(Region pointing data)
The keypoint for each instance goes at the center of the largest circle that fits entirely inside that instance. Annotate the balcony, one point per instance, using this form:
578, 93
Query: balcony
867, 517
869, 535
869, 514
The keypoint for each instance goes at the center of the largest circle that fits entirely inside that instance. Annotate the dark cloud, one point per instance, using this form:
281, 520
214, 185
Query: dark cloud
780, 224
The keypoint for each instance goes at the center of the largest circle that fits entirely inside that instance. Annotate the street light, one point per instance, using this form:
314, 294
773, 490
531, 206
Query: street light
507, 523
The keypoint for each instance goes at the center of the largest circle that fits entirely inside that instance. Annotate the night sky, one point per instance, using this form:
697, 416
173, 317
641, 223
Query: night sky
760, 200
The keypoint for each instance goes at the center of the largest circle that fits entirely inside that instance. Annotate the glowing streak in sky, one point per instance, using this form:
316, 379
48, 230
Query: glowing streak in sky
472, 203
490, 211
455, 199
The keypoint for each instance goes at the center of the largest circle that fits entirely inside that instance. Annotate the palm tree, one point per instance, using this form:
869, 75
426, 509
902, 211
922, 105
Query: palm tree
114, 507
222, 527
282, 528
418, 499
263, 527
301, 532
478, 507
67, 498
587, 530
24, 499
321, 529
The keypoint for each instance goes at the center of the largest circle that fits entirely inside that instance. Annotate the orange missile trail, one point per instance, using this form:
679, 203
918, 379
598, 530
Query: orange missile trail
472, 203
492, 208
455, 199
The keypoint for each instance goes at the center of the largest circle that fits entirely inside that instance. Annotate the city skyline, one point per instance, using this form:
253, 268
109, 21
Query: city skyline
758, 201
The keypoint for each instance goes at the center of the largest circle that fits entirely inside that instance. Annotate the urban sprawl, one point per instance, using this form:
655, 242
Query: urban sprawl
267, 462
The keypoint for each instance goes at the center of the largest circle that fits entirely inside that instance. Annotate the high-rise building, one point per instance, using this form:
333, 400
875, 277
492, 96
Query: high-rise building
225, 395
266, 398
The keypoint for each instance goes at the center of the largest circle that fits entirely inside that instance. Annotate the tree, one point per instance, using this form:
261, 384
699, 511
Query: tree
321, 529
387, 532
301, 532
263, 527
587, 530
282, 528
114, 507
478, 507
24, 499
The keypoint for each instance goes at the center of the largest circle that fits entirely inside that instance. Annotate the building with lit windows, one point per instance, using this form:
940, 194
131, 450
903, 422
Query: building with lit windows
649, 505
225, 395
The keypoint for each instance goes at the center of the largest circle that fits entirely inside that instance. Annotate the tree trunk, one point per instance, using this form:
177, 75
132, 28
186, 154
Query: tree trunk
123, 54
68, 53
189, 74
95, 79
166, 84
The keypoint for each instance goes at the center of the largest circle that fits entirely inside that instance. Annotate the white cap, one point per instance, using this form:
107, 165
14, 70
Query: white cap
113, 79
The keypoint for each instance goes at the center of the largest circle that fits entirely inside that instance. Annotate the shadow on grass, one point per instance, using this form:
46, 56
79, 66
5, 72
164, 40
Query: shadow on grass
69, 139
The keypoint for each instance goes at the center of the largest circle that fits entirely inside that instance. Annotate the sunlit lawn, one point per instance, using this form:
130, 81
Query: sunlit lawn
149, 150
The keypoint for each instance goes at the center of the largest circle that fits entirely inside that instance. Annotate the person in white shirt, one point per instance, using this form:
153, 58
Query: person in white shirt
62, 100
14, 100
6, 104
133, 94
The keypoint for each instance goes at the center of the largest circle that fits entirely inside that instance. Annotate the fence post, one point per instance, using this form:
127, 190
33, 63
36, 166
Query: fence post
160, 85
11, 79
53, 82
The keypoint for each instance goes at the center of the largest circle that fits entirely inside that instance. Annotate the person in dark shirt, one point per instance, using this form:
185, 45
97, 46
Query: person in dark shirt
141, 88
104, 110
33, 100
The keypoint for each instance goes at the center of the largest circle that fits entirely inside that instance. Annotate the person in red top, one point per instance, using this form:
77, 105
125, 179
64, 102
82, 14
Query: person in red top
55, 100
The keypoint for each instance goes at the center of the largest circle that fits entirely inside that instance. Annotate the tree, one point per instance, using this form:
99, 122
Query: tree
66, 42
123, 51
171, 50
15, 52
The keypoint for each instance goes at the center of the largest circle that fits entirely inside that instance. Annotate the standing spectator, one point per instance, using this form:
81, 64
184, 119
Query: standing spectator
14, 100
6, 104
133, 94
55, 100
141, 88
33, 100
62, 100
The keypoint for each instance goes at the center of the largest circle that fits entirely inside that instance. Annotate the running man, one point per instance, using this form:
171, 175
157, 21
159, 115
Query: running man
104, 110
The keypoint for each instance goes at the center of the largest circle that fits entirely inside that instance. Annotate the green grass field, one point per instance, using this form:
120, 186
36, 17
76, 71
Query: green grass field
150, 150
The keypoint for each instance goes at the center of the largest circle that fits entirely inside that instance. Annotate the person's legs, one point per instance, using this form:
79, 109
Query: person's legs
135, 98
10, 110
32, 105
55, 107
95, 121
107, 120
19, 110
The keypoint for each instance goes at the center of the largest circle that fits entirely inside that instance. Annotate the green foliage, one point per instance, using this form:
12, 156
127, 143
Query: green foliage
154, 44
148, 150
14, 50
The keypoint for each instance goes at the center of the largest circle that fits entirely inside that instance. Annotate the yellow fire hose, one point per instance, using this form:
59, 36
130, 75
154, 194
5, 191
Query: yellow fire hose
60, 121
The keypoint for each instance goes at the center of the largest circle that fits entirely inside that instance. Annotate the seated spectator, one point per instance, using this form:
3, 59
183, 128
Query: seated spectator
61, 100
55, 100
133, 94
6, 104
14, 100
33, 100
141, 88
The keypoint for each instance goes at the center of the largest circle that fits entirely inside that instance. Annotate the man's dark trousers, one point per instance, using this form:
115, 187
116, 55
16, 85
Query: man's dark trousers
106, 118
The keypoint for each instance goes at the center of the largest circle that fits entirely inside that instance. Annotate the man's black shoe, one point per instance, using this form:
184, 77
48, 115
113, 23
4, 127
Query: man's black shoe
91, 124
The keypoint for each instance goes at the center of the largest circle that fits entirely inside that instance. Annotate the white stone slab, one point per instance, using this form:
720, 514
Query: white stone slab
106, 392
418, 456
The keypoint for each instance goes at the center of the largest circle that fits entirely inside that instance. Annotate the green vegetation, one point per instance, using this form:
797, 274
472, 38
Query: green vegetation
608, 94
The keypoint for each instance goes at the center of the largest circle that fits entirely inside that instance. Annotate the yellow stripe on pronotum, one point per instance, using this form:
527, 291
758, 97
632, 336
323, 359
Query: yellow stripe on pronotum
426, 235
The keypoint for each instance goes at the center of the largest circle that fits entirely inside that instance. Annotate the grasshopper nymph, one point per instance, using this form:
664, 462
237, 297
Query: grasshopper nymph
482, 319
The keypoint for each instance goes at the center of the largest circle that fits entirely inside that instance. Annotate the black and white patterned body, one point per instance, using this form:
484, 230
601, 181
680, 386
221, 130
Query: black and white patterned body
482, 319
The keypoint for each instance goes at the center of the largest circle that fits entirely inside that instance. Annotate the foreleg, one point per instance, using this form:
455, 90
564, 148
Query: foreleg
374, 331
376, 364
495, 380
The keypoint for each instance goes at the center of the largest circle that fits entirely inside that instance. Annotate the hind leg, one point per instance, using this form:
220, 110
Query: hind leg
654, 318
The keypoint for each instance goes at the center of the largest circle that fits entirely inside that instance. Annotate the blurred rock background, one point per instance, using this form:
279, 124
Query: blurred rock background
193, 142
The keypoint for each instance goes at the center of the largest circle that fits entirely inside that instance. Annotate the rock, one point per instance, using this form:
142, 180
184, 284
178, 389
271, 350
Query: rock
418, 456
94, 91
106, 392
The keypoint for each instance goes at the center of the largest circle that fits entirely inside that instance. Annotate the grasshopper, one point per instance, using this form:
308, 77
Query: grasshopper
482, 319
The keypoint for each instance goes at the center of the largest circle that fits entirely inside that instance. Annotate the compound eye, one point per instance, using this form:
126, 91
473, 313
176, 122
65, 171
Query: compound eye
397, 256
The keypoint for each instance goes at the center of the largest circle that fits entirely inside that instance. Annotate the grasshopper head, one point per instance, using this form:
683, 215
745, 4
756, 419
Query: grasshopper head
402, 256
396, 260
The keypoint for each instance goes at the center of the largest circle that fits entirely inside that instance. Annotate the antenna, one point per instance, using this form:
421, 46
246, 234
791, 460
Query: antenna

...

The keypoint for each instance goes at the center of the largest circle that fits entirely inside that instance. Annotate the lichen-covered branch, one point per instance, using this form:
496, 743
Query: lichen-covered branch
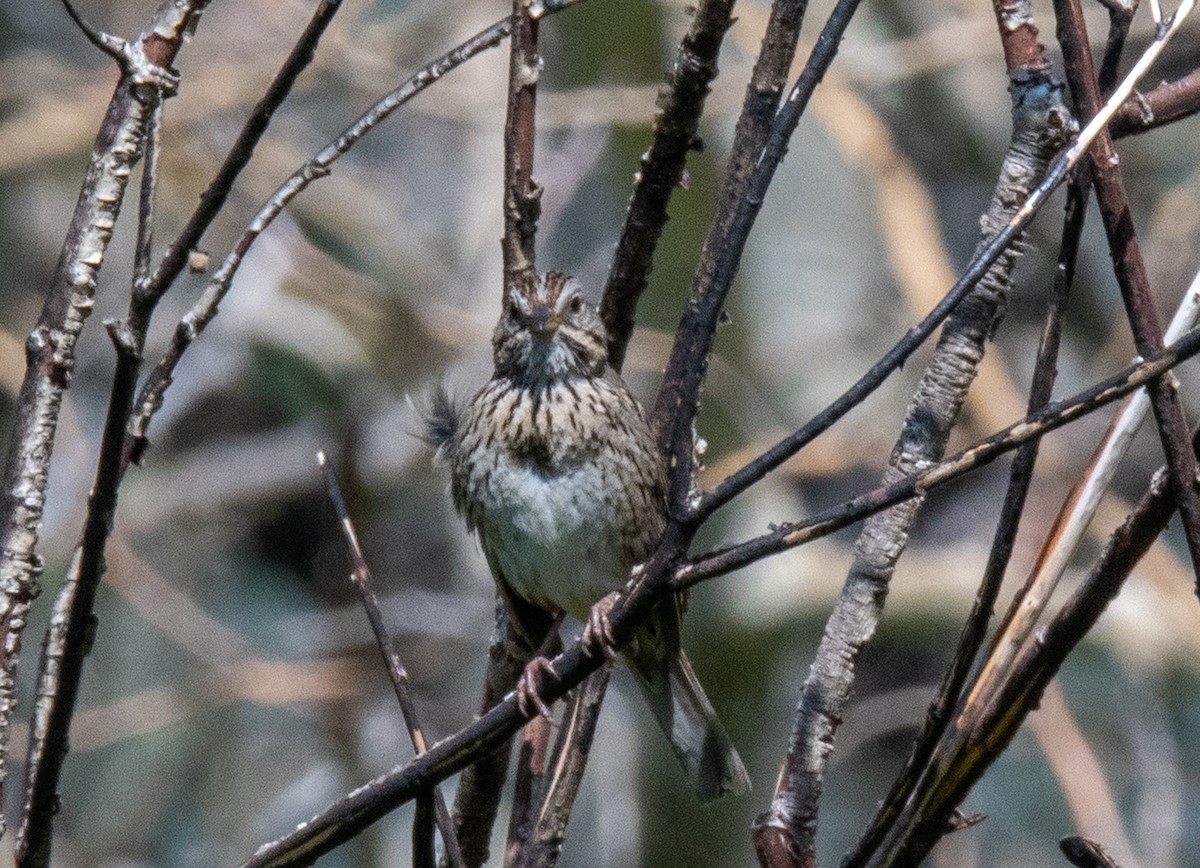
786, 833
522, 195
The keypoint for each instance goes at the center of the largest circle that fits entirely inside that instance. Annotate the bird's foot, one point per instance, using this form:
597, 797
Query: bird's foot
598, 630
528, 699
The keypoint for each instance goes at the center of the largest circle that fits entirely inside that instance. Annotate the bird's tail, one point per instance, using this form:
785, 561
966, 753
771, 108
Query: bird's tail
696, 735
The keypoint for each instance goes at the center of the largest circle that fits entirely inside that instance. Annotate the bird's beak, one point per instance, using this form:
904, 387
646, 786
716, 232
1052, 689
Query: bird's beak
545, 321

● WORK INSTRUCTIONS
Will you return exactly the lines above from the one with "Query: grasshopper head" down to the one with "Query: antenna", counting both as part of the range?

● PROBLEM SOLUTION
Query: grasshopper head
402, 256
396, 260
The keypoint for each instance goes at the center of the largest circle that fits entirely inside that instance. Annotate the antenna, one point per instance, using this form:
421, 46
246, 234
791, 460
Query: antenna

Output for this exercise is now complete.